:: Exercise description ::
Using the records below, copy out exactly the line that contains "Target: white tarp" and every line that follows it, up to and including the last, and no others.

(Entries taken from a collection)
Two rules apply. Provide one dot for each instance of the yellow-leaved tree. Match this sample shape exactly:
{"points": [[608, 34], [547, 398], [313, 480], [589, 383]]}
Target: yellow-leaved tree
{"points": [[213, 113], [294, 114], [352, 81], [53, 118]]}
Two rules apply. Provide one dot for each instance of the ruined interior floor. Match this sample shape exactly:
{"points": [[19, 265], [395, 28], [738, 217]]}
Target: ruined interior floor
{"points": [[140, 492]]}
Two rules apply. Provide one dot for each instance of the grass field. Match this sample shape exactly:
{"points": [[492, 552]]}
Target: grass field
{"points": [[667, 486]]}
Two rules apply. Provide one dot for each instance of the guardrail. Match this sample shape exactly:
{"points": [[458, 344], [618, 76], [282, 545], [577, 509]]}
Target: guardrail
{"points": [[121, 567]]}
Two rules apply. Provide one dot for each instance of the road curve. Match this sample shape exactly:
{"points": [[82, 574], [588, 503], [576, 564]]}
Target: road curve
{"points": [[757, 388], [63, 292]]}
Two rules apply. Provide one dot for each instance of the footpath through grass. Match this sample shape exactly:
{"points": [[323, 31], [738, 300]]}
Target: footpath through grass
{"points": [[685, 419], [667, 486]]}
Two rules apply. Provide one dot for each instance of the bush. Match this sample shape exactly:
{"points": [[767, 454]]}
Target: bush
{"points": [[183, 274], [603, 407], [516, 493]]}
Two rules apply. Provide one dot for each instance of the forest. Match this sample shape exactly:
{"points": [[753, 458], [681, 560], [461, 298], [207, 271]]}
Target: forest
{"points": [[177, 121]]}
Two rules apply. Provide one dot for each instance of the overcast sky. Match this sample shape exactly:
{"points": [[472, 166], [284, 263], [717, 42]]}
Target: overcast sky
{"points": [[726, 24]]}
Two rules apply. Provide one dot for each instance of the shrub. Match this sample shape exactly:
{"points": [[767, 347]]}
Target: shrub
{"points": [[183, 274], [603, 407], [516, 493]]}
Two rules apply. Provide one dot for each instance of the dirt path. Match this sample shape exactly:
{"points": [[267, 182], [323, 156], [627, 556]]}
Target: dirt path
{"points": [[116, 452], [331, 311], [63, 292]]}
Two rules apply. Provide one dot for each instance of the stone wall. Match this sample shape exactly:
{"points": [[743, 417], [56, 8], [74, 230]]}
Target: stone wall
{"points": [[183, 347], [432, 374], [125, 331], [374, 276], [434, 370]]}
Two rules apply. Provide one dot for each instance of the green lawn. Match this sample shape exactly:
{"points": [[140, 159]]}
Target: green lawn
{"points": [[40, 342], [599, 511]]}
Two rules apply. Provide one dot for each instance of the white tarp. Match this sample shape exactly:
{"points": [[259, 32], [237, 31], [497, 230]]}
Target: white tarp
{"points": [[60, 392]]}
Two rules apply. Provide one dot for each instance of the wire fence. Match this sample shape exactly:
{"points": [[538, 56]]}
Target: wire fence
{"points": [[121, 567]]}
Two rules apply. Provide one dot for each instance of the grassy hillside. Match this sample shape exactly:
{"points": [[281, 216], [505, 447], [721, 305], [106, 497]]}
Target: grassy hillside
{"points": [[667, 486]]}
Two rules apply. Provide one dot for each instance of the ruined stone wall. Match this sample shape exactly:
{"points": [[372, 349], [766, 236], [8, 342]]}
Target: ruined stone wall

:: Task output ::
Target: white tarp
{"points": [[60, 392]]}
Two rules apply. Provide one dot for each instance of the wire fence. Match this sample shape exactly:
{"points": [[538, 56]]}
Target: wire fence
{"points": [[121, 567]]}
Two rules apply. Provide one dot for each instance of the grassy hillside. Match this sample shape exactly:
{"points": [[281, 216], [505, 447], [721, 305], [106, 497]]}
Target: grassy hillside
{"points": [[667, 486]]}
Two rules apply. Provide one dot for each instance of the ruined stone wall. Match this sample shape exactly:
{"points": [[372, 349], [766, 236], [8, 342]]}
Target: ruined stone wall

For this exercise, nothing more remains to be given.